Begin EXTRACT
Wednesday, 31 October 2012

Evil Twin Brewing Ashtray Heart

Good evening all, and Happy Halloween. What better way to commemorate a distorted version of an ancient harvest festival than by reviewing a beer? Tonight's offering from the damned is Ashtray Heart, an Imperial Stout from Evil Twin Brewing (Copenhagen, Denmark). As if tonight wasn't spooky enough, I've got an unfortunate announcement to make that should sufficiently chill your bones. I'm afraid that unforeseen circumstances have forced me to take a month long hiatus starting after this post (the unforeseen circumstances being my current lack of a job and therefore money to purchase and review new beers). At the moment I have enough bottles left in the cellar to cover most of December, so I shall save those for my second Beer Advent Calendar and sensibly abstain from opening anything until that time. With that in mind, enjoy tonight's review and see you all again in a month! Review, if you dare, after the pic....

Ashtray Heart (8.9% ABV) pours a jet black colour with a thick, bubbly beige head (think inside of an Aero bar) that settles to a centimeter of foam over the surface of the beer. The aroma is incredible, with plenty of smoked malt, coffee, chocolate, caramel, soy sauce and some toasty notes in the background. The smoked malt hits immediately and doesn't diminish throughout drinking, which is nice as I usually find the most initially-prevalent aroma starts to fade into the background as the nose becomes accustomed to it. The chocolate smell is like cocoa powder and mingles well with the coffee, whilst the soy sauce adds a slight piquancy that compliments the smokiness. Now and again some hop aromas come through (grapefruit), and there's also an oiliness that reminds me of jarred pimento olives, replacing the soy sauce from time to time. It's not a particularly offensive aroma, just the first thing that came to mind as it occurred. The taste is quite unusual due to the inclusion of the smoked malt, with coffee, chocolate, yeast extract, bittering hops and a nice smokiness that persists throughout drinking. The oiliness present in the aroma returns with a slight vengeance during drinking, but only in the taste as opposed to the mouthfeel- it lends a tartness that is fortunately balanced nicely by the smoked malt. Once the initial impact of the flavours has decreased, a  taste reminiscent of foritified wine becomes apparent, which compliments the darker flavours from the roasted malt well. The yeast extract comes out in the finish/aftertaste, which is unsurprisingly quite dry with some hop-derived grape flavours lingering furtively in the shadows, and some pangs of tartness around the sides of the mouth. The mouthfeel is thick and the beer is moderately carbonated, no complaints there! Overall, this is a great modification of a well-known beer style, with the smoked malt adding plenty to the proceedings whilst also letting the usual nuances and flavours come through when needed. Very well-balanced and not overly rich, it's another winner from Evil Twin. Highly recommended.

Until next time....

Wednesday, 24 October 2012

Dark Star Brewing Co Belgian IPA

Good evening all. I'm back again with another beer review, and this time it's a relatively recent offering from Dark Star Brewing Co (West Sussex, UK). It's their Belgian IPA, brewed with a Belgian yeast strain and US hop types in tribute to the La Chouffe brewery, creators of one of the best Belgian IPAs in the world today. Dark Star seem to have slipped off my radar in favour of other UK breweries in recent months, but hopefully this offering will change that! Review after the pic....
End EXTRACT
Continue the beer blog from where it stops, writing the next part of the Dark Star Belgian IPA post.
Begin EXTRACTED DATA
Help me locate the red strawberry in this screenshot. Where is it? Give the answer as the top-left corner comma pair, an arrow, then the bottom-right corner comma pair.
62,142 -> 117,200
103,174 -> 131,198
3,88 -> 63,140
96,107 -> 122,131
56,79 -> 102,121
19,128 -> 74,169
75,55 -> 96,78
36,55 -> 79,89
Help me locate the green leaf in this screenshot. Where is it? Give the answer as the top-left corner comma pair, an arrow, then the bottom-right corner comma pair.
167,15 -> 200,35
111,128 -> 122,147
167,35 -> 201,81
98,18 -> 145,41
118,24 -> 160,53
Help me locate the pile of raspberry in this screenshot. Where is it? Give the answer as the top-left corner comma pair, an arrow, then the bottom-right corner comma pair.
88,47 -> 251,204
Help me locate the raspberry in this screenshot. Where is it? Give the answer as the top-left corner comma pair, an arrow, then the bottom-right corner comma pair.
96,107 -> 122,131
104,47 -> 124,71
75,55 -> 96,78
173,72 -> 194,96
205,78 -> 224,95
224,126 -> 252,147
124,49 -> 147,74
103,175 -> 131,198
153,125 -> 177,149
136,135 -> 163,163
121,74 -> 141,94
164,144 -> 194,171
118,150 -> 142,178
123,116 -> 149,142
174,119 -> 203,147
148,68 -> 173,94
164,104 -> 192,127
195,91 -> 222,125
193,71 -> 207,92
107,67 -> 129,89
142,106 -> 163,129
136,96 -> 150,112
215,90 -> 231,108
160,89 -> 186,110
End EXTRACTED DATA
Begin EXTRACTED DATA
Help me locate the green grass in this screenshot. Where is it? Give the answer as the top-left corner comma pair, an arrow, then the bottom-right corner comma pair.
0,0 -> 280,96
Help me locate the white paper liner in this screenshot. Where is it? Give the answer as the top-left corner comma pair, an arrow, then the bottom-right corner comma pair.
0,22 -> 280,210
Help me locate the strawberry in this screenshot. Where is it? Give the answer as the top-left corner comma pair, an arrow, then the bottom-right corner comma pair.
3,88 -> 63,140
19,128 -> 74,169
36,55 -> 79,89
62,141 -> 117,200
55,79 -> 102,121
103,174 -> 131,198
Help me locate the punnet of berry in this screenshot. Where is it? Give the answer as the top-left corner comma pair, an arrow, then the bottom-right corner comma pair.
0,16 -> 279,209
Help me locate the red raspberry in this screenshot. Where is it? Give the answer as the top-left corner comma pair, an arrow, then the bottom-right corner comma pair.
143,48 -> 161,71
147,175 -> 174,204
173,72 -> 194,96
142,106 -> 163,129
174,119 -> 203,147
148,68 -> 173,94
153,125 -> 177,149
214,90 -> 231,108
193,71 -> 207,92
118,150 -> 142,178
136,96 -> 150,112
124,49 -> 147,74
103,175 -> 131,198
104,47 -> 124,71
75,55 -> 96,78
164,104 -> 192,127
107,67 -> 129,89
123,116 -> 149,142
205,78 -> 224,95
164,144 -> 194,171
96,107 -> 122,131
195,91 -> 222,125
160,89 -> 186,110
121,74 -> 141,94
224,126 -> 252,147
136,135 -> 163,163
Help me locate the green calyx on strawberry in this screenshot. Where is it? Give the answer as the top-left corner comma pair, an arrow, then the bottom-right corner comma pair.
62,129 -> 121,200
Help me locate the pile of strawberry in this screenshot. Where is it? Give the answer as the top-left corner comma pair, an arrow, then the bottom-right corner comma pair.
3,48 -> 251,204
End EXTRACTED DATA
_RESPONSE_.
Belgian IPA (7.2% ABV) pours a copper colour with a short-lived white head that settles to a thin halo around the inside of the glass. There's some very light lacing in the early stages of the beer, but it's certainly not as carbonated as I was expecting. The aroma is very interesting and packs more of a Belgian punch, with  grapefruit, mango, phenols, spice, some light sweetness and a hint of acetone in the background. The hoppy fruits are pretty powerful at first, mingling with the sweetness and spicy yeast to give that characteristic Belgian IPA aroma you'd expect from something like Houblon Chouffe Dobbelen IPA Tripel or even Duvel Tripel Hop, but soon retreats to the background, leaving the malt and yeast on show. Some acetone is noticeable every so often in the background, but this doesn't spoil the overall experience. The taste delivers much of the same, with grapefruit, phenols, mango, caramel and a nice bitterness after drinking. The fruits taste and feel quite juicy, whilst the sweetness continues on into the finish where it offsets some of the bitterness from the hops. This bitterness hits close to the end of drinking, mainly in the back of the throat with some tartness around the edges, and can cloy after a few sips. The mouthfeel is light and the beer is moderately carbonated- probably the only negative thing about this beer is the lack of carbonation, leading to the cloying bitterness and sickly-sweet background taste after repeated sips. Overall, this is a nice example of a Belgian IPA, delivering some fresh hop flavours and balancing them well with the Belgian yeast spiciness. If only it had the wispy, almost sparkling carbonation of the more authentic stylistic offerings, then it would be perfect. Recommended, but probably worth trying side by side with any of the aforementioned beers to see what it's missing.

Until next time....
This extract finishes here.